EXERCISE INSTRUCTIONS:
Give back the data in full, with every line exact.

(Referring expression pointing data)
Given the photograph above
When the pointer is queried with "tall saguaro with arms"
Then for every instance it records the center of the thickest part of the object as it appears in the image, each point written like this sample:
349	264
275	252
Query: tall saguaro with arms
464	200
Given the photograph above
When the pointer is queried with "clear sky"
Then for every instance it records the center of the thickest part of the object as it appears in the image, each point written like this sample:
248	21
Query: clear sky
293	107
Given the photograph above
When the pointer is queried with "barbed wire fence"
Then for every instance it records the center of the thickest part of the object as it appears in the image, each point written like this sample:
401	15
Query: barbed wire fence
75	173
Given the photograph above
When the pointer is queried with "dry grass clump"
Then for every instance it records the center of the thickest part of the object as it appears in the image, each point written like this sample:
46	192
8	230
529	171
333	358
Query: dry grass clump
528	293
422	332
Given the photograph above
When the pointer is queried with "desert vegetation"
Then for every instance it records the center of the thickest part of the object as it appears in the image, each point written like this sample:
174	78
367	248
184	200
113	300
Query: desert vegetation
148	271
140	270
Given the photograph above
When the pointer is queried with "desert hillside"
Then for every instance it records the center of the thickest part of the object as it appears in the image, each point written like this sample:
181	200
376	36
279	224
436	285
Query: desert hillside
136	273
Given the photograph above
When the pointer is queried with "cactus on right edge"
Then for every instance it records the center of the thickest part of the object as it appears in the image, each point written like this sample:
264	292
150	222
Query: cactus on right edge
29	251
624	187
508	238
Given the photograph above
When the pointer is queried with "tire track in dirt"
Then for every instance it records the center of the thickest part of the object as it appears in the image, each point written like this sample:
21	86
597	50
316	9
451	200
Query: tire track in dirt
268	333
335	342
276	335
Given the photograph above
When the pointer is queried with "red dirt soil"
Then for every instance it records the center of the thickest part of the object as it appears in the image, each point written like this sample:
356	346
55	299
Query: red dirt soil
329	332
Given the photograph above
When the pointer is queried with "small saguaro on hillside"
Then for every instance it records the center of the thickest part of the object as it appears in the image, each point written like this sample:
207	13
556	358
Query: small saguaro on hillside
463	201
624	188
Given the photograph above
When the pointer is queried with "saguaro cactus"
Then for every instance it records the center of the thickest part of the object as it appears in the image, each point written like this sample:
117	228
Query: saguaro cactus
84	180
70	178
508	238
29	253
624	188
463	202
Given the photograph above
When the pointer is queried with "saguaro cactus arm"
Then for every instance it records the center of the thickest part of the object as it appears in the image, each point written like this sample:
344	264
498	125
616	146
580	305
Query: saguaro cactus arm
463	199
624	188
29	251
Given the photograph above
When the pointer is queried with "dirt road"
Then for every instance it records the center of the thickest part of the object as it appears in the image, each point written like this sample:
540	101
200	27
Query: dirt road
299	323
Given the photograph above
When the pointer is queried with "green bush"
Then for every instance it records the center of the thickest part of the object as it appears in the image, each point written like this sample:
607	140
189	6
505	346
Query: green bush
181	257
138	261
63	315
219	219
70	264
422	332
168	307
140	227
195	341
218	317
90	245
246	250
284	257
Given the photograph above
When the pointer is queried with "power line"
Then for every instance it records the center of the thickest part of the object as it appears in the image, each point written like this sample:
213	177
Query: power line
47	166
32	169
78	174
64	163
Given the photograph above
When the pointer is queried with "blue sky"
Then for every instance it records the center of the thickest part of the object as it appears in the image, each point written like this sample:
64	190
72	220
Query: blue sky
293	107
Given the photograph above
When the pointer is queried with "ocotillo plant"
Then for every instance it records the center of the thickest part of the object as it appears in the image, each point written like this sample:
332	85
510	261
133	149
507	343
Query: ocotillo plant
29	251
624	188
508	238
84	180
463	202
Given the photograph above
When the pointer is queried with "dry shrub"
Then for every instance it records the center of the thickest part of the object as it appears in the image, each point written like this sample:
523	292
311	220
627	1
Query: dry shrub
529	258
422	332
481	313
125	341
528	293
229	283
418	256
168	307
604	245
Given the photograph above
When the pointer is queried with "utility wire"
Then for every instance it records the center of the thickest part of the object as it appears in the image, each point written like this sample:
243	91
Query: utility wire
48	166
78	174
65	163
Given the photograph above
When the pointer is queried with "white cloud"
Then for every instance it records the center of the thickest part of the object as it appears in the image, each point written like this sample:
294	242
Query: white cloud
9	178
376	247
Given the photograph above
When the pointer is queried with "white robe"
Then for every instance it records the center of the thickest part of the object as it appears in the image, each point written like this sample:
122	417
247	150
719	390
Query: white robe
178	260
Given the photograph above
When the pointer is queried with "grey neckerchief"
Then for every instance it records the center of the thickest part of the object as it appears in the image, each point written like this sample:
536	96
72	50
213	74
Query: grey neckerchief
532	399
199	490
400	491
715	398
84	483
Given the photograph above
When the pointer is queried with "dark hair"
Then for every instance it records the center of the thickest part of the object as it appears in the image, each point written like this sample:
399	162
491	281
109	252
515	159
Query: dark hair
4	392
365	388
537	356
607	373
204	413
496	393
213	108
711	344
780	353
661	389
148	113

OUTPUT OF THE TASK:
Given the photograph above
When the pointer is queried with "tall saguaro with arms"
Then for every instance it records the center of the thickest part of the object as it appears in the image, each point written like this sample:
349	264
275	252
Query: tall saguaro with arms
464	200
Given the photograph above
When the pointer is queried with "clear sky"
Then for every instance it records the center of the thickest part of the object as it appears in the image, each point written like this sample:
248	21
Query: clear sky
293	107
Given the photograph above
When the pointer is queried with "barbed wire fence"
Then for every instance it records the center of the thickest part of the object as it appears in the image, each point written like this sample:
401	15
Query: barbed wire fence
75	173
Given the photograph above
When the pointer is queried with "dry grass clump"
Then for every instance it records the center of the thickest part of the object as it appears in the image, each point written like this sample:
46	192
8	230
529	171
333	358
Query: dry grass clump
528	293
422	332
Given the photograph above
When the pointer is queried with "desert vegetation"
Then for every instance it records the center of the thickest part of the object as it appears in the image, each point written like this sample:
174	78
367	248
184	200
113	300
Query: desert vegetation
148	271
140	270
Given the photograph above
When the pointer is queried with "desert hillside"
Then for every instance it records the center of the thickest part of the object as it appears in the image, each point written like this sample:
181	200
376	36
279	224
436	285
Query: desert hillside
136	273
Given the photograph above
When the pointer is queried with "cactus on right edge"
Then for every instance it records the center of the thickest part of the object as it appears in the image, each point written like this sample:
264	292
150	222
Query: cactus on right edge
29	251
624	187
508	238
Given the photograph above
When the pointer is queried with "tire track in dirt"
Then for every instance it records the center of the thickest part of the object as it appears in the image, each point written like this sample:
21	86
597	50
316	9
451	200
Query: tire track in dirt
268	333
335	342
276	335
Given the photograph above
When the pointer is queried with "red dirt soil"
Then for every instance it records the center of the thickest part of the object as it appears in the image, each point written like this sample:
356	346
55	299
Query: red dirt soil
329	332
Given the photograph above
When the pointer is queried with "small saguaro on hillside"
Then for every instance it records the center of the thickest part of the object as it appears in the image, each point written like this sample:
207	13
556	358
Query: small saguaro on hillside
463	201
624	188
Given the photograph above
When the pointer is queried with "saguaro cactus"
Then for every instance it records the center of the thickest part of the object as it appears in the image, each point written like this sample:
117	228
Query: saguaro cactus
84	180
70	178
508	238
29	253
624	188
463	202
Given the photograph above
When the pointer is queried with "saguaro cactus arm"
Then for every instance it records the center of the thickest part of the object as it appears in the image, each point written like this sample:
344	264
498	125
616	146
580	305
Query: saguaro cactus arm
463	199
624	188
29	251
Given the photograph above
When the pointer is queried with "dirt road"
Then for every instance it records the center of the thickest part of the object as it appears in the image, each point written like this sample:
540	101
200	27
Query: dirt road
299	323
Given the photograph above
When the pointer is queried with "green bush"
Then for every instance it records the center of the thickest part of the object as it appears in the image, each point written like this sample:
607	140
189	6
505	346
Query: green bush
181	257
138	261
63	315
219	219
70	264
422	332
168	307
140	227
195	341
218	317
90	245
246	250
284	257
Given the photograph above
When the pointer is queried with "power line"
Then for every instance it records the center of the thickest part of the object as it appears in the image, each point written like this sample:
213	177
Query: power line
47	166
32	169
78	174
64	163
Given the photograph above
When the pointer is queried with "blue sky"
Then for every instance it records the center of the thickest part of the object as it appears in the image, each point written like this sample:
64	190
72	220
Query: blue sky
293	107
Given the photograph above
When the pointer is queried with "ocotillo plant"
Then for every instance it records the center of the thickest part of the object as it appears in the image, each point written like this sample:
332	85
510	261
133	149
507	343
Query: ocotillo plant
29	251
624	188
508	238
84	180
463	202
Given the photograph above
When the pointer is queried with "dry shrub"
Then for every instance it records the center of the thickest part of the object as it appears in the image, each point written like this sample:
523	292
311	220
627	1
Query: dry shrub
529	258
422	332
481	313
125	341
528	293
229	283
418	256
168	307
604	245
Given the photograph above
When the pointer is queried with "utility wire"
Then for every instance it records the center of the thickest part of the object as it appears in the image, each point written like this sample:
243	91
Query: utility wire
48	166
78	174
65	163
Given the photograph above
When the pointer is queried with "white cloud"
Then for every instance it records the center of the thickest part of the object as it appears in the image, each point written like this sample:
294	242
Query: white cloud
9	178
376	247
Given the photograph above
When the pointer is queried with "white robe"
Then for every instance it records the center of the thickest part of the object as it appears in the image, each point written like this sample:
122	417
247	150
719	390
Query: white robe
178	260
Given the photograph above
When the pointer is queried with "grey neckerchief"
Then for every instance it records the center of the thickest part of the object as it appears in the image, each point written like this sample:
536	96
72	50
213	74
Query: grey neckerchief
532	399
199	490
400	491
715	398
84	483
Given the photograph above
When the pointer is queried with "dark hair"
Then for every instance it records the center of the thickest part of the object as it appears in the image, each point written like this sample:
399	162
491	281
109	252
515	159
Query: dark hair
4	392
365	388
537	356
607	373
204	413
496	393
213	108
711	344
780	353
661	389
148	113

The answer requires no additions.